## GIVEN REQUEST
Gather every line of the data below that contains the word "fence", matching case exactly.

## Collection entries
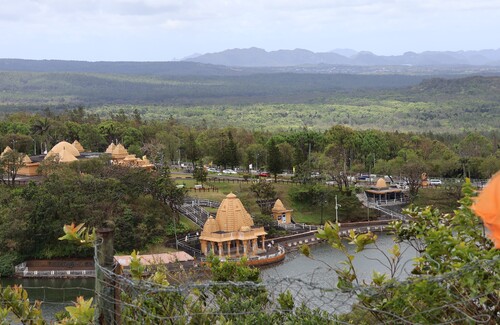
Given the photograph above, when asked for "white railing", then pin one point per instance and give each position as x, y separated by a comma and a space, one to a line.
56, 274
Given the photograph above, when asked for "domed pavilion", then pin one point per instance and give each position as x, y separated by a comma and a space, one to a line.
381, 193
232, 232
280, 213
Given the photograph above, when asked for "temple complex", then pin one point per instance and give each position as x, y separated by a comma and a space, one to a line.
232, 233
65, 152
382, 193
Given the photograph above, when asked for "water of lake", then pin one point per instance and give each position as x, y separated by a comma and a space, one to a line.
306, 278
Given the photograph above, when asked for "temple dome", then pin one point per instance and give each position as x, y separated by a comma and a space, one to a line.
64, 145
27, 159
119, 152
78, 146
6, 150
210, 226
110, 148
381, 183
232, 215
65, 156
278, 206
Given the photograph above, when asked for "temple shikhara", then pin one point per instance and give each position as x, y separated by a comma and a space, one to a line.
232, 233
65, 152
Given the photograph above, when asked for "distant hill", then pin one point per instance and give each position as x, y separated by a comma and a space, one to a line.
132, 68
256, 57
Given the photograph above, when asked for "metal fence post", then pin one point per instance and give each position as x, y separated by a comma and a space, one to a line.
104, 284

...

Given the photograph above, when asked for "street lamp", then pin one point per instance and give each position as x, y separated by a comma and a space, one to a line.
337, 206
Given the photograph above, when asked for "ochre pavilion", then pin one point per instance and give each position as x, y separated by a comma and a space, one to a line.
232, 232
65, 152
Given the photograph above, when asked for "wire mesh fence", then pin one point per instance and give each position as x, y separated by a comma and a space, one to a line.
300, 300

## WRITTEN RESPONSE
Given the photograph above, when asked for "metal fence post", then pin one point per instance and give each position as x, y separated by a comma and a space, one to a line.
Given the photograph above, when asked for "wire mesh fence", then pin one point per instance and give each position as x, y separated by a comma and a space, one to a line.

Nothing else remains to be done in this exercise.